_Exercício escrito A_
Responda às perguntas abaixo com base na resenha de Pequena Abelha.
(i) Qual técnica é indicada para o quadro de Oresegun Olumide?
(ii) Quais dois livros são citados como exceções entre as narrativas com voz de criança ou de adolescente?
(iii) Que idade é mencionada para a voz da Pequena Abelha?
_Exercício escrito B_
Retome a resenha de Pequena Abelha e escreva a continuação a partir da última frase apresentada.
═════ Texto para leitura ═════
Resenha: “Pequena Abelha”, de Chris Cleave

25 09 2016

 

 

oresegun-olumide-nigeria-1981-ostVestido de noiva perfeito

Oresegun Olumide (Nigéria, 1981)

óleo sobre tela

 

 

 

Deixe-me primeiro deixar claro que a narrativa de Pequena Abelha não me pareceu mágica, nem me encantou, nem me fez chorar e muito menos não me fez ficar mais sensível ao problema social, mundial, que retrata, como parece ter acontecido a muitos leitores. Em segundo lugar, não gosto de literatura com um fim político. Toda vez que uma autor tem  uma causa a retratar, a passar adiante, ele diminui o potencial de sua criatividade, por aceitar os parâmetros da mensagem. E ainda, em terceiro lugar, não gosto de narrativas contadas por uma voz infantil.  Acho de imediato que haverá exploração emocional, que como leitora, estarei logo logo apta a ouvir violinos na música de fundo, pois eles estão a postos, como num filme de Walt Disney,  para provocar o sentimentalismo.  Poucos são os autores cuja voz narrativa, de criança ou de adolescente, recebem os meus cumprimentos.  Lembro-me mais recentemente dos livros O Retorno de Dulce Maria Cardoso e de Vermelho Amargo de Bartolomeu Campos de Queirós que, sendo exceções, provam a regra.  Achei a voz da Pequena Abelha ingênua demais, para dezesseis anos, com todos os sinais de uma exploração sentimental, ao longo do caminho.
═════ Linhas de dados ═════
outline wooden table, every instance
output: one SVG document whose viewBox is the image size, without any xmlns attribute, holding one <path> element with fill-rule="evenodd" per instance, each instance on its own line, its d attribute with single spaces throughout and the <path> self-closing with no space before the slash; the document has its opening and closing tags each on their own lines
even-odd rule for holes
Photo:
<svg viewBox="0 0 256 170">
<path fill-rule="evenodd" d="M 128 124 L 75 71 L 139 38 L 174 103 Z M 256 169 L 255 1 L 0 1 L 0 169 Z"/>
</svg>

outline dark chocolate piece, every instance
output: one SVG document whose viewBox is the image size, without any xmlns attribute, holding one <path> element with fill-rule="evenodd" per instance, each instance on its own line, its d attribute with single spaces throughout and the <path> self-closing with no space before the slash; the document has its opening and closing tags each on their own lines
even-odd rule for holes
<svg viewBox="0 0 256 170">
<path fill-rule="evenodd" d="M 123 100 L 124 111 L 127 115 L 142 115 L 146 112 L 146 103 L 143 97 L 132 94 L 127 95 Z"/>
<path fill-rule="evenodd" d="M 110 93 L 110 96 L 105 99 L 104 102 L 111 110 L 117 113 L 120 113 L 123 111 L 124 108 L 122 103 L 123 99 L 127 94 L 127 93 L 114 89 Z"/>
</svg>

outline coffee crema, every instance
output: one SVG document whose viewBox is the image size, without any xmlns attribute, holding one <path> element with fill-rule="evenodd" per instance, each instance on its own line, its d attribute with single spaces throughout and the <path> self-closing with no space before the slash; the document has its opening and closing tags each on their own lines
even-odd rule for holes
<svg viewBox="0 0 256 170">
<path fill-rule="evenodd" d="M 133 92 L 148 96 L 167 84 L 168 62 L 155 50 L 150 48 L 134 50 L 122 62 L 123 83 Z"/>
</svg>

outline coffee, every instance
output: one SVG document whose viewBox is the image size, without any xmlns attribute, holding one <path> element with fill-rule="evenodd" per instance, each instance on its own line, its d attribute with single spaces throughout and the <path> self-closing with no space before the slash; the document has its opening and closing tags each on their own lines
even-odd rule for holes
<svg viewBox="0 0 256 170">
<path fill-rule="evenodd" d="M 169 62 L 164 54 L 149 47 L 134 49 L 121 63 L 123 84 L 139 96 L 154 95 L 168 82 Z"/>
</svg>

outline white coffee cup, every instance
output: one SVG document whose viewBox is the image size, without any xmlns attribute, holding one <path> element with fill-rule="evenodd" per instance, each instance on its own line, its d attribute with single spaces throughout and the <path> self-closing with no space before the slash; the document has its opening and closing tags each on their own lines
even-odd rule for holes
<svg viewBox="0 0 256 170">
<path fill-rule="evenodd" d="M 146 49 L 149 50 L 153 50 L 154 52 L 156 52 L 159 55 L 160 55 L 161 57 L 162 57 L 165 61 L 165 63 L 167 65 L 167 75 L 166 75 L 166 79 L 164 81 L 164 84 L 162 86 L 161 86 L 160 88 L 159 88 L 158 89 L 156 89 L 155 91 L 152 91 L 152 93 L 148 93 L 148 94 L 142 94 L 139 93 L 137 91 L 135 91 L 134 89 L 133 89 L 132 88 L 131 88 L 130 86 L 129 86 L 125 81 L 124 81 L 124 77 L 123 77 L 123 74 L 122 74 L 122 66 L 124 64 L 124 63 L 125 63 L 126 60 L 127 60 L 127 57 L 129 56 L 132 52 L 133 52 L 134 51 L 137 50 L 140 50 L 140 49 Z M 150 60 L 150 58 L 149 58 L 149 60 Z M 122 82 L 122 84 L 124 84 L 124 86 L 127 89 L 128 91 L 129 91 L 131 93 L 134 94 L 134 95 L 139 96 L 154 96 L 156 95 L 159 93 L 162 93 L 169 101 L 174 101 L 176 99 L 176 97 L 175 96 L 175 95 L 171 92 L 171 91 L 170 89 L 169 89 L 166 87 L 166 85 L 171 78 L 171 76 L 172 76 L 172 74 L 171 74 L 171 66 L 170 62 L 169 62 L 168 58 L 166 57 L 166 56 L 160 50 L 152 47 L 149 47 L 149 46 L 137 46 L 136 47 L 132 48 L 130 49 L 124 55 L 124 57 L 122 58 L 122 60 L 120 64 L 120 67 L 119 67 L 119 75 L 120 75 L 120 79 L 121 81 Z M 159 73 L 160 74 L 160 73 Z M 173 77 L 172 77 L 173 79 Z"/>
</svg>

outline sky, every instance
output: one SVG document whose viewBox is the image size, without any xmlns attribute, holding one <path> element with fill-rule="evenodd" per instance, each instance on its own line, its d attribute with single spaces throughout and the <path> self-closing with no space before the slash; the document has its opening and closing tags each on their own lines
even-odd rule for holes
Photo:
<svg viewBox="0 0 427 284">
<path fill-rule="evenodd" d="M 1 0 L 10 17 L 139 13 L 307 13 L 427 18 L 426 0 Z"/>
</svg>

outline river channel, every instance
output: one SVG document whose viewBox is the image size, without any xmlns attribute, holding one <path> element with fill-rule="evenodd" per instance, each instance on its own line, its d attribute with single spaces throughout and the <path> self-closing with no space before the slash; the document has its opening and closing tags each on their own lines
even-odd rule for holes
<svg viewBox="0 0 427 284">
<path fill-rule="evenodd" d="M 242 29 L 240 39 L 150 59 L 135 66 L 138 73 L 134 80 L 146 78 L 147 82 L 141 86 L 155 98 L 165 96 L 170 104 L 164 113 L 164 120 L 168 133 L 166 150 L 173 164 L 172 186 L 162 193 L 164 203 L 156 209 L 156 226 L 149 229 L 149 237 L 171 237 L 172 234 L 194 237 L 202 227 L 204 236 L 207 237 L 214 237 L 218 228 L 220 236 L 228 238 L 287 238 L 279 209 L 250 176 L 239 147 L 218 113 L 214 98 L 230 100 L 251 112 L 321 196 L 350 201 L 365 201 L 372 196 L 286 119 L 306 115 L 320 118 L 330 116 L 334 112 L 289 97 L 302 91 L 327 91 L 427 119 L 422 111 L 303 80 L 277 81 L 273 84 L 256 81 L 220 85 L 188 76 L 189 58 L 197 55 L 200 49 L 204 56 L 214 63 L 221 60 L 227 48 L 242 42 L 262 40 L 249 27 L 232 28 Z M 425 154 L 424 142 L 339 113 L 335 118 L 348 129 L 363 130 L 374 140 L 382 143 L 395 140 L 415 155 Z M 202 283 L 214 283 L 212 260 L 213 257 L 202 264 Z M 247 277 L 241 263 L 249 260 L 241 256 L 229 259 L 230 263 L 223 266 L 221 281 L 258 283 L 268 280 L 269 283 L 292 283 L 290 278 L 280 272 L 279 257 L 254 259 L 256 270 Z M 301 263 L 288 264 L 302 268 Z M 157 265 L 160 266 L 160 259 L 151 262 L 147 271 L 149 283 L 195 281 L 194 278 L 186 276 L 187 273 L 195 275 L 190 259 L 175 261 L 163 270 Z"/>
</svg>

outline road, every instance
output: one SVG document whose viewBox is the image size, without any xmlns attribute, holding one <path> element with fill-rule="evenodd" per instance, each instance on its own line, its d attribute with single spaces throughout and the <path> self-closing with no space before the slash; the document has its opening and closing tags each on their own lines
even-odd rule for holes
═════
_Resposta esperada A_
(i) Óleo sobre tela.
(ii) O Retorno, de Dulce Maria Cardoso, e Vermelho Amargo, de Bartolomeu Campos de Queirós.
(iii) Dezesseis anos.

_Resposta esperada B_
A história explora a saga dos refugiados de guerra. Tema eminentemente contemporâneo e corriqueiro.  No pano de fundo temos o retrato da indiferença do poder colonial inglês, que pode ser estendido a todos os poderes coloniais europeus ou orientais.  A história da pequena imigrante nigeriana, fugitiva de guerra, é entremeada com a história de um casal de jornalistas ingleses.  Suas histórias se intercalam, mesmo depois de se encontrarem.  Duas narrativas, duas realidades.  Um balanço de pontos de vista.   Essa parece ter sido a ideia original do autor, já que o título original da obra era On the other hand – (Por outro lado). Aqui no Brasil, convencionou-se usar Pequena Abelha, o mesmo nome dado à obra nos EUA onde o marketing estipulou o título para melhor exploração comercial. Ao personalizar o sofrimento generalizado de um povo, a história se torna mais próxima ao leitor.  Essa mudança, no entanto, tira a ênfase dos dois lados da história: do refugiado e de quem o recebe.  Neste caso, especificamente, uma situação muito mais complexa já que os antigos colonizadores são os que recebem, ou não, os refugiados de guerra de uma antiga colônia, onde muitos se consideravam cidadãos do poder colonial.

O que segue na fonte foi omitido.